> WRITTEN EXERCISE: Turn each line of the entries below into a JSON list of strings, with one string per line and no blank lines.

**** TASK DATA

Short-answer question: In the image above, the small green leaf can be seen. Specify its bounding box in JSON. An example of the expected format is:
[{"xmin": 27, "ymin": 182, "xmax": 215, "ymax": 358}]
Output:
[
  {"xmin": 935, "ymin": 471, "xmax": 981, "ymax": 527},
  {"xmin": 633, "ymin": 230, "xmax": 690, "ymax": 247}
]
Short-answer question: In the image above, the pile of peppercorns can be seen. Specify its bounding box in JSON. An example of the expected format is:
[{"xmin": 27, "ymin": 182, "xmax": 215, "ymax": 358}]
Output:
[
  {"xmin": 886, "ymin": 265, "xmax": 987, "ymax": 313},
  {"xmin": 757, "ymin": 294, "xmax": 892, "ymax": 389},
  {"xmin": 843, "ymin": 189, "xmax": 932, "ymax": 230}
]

********

> THE RESPONSE:
[
  "Short-answer question: In the image above, the small green leaf can be seen. Specify its bounding box in JSON. An example of the expected format is:",
  "[{\"xmin\": 27, \"ymin\": 182, \"xmax\": 215, \"ymax\": 358}]",
  "Output:",
  "[",
  "  {\"xmin\": 935, \"ymin\": 471, \"xmax\": 981, \"ymax\": 527},",
  "  {\"xmin\": 633, \"ymin\": 230, \"xmax\": 690, \"ymax\": 247}",
  "]",
  "Short-answer question: In the image above, the pile of peppercorns can be seen. Specify its bounding box in JSON. An example of the expected format is:",
  "[{\"xmin\": 27, \"ymin\": 182, \"xmax\": 215, \"ymax\": 358}]",
  "Output:",
  "[",
  "  {\"xmin\": 886, \"ymin\": 265, \"xmax\": 987, \"ymax\": 313},",
  "  {\"xmin\": 757, \"ymin\": 294, \"xmax\": 892, \"ymax\": 389},",
  "  {\"xmin\": 843, \"ymin\": 189, \"xmax\": 932, \"ymax\": 230}",
  "]"
]